Text excerpt:
On 22 June 2017 at 09:07, Andres Freund <andres@anarazel.de> wrote:
> On 2017-06-22 09:03:05 +0800, Craig Ringer wrote:
>> On 22 June 2017 at 08:29, Andres Freund <andres@anarazel.de> wrote:
>>
>> > I.e. we're doing tiny write send() syscalls (they should be coalesced)
>>
>> That's likely worth doing, but can probably wait for a separate patch.
>
> I don't think so, we should get this right, it could have API influence.
>
>
>> The kernel will usually do some packet aggregation unless we use
>> TCP_NODELAY (which we don't and shouldn't), and the syscall overhead
>> is IMO not worth worrying about just yet.
>
> 1)
> /*
> * Select socket options: no delay of outgoing data for
> * TCP sockets, nonblock mode, close-on-exec. Fail if any
> * of this fails.
> */
> if (!IS_AF_UNIX(addr_cur->ai_family))
> {
> if (!connectNoDelay(conn))

List of tasks:
#1 The code comment in the thread about send() syscalls lists some socket options. What are they?
#2 Resume the thread about send() syscalls, starting right after its last line.
You won't need the records for anything here.

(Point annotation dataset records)
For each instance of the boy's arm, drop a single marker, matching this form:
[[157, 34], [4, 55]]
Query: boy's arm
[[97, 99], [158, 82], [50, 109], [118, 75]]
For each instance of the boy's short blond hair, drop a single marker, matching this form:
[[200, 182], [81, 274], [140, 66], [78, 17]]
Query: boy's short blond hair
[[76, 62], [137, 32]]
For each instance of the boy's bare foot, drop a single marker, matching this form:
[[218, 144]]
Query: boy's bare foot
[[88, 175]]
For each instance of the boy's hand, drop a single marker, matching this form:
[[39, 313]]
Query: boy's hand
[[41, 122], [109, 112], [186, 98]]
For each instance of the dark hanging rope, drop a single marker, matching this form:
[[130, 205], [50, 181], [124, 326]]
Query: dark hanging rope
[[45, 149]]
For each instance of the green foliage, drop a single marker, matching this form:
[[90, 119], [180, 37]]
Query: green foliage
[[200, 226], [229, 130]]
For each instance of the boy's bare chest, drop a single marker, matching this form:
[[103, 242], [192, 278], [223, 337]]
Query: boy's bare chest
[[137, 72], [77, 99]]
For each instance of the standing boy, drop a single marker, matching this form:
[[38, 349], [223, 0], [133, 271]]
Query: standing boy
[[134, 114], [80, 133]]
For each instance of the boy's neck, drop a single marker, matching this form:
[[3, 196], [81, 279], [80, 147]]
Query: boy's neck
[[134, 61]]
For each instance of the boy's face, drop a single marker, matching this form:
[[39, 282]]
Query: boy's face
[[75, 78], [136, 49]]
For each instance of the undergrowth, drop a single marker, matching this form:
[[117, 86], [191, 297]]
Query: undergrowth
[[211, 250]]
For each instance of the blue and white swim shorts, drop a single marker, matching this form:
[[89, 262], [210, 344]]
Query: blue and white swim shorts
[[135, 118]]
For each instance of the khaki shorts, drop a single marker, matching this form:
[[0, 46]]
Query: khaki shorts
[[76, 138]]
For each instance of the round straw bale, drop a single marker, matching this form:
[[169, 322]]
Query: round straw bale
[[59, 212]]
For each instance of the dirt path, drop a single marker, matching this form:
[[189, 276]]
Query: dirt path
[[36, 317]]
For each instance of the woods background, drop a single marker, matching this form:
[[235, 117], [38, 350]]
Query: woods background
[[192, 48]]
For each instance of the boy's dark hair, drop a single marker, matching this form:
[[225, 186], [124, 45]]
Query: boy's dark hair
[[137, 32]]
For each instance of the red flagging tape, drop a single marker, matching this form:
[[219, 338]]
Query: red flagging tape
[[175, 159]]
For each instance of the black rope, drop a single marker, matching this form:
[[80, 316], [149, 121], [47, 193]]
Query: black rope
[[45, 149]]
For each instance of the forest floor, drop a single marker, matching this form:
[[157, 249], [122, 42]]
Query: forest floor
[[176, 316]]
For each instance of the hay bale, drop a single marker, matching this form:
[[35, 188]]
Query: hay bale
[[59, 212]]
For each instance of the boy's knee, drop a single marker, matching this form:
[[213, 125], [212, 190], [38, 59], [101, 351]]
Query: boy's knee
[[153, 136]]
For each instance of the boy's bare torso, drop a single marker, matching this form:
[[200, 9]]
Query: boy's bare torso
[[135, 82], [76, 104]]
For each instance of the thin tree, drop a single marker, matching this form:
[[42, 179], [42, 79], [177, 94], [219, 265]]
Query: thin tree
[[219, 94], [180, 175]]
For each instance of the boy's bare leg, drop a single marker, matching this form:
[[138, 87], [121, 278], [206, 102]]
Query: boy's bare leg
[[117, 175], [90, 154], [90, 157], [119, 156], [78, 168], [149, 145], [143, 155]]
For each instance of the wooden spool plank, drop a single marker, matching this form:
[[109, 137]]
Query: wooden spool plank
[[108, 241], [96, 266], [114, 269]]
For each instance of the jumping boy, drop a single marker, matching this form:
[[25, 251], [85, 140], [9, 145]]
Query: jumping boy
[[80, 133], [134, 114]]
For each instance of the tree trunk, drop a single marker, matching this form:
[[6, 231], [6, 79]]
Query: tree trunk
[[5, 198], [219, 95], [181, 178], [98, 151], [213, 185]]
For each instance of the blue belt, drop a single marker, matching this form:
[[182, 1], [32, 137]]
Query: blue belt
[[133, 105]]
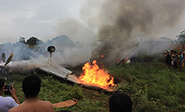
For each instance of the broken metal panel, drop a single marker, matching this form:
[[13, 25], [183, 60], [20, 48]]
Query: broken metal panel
[[58, 71], [66, 74]]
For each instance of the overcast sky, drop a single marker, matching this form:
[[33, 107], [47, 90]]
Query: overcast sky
[[40, 18], [26, 18]]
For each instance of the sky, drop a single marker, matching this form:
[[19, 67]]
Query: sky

Task-by-task answers:
#1
- No delay of outgoing data for TCP sockets
- Nonblock mode
- Close-on-exec

#2
> {
> pqDropConnection(conn, true);
> conn->addr_cur = addr_cur->ai_next;
> continue;
> }
> }
>
> 2) Even if nodelay weren't set, this can still lead to smaller packets
> being sent, because you start sending normal sized tcp packets,
> rather than jumbo ones, even if configured (pretty common these
> days).
>
> 3) Syscall overhead is actually quite significant.
Fair enough, and *headdesk* re not checking NODELAY. I thought I'd
checked for our use of that before, but I must've remembered wrong.
We could use TCP_CORK but it's not portable and it'd be better to just
collect up a buffer to dispatch.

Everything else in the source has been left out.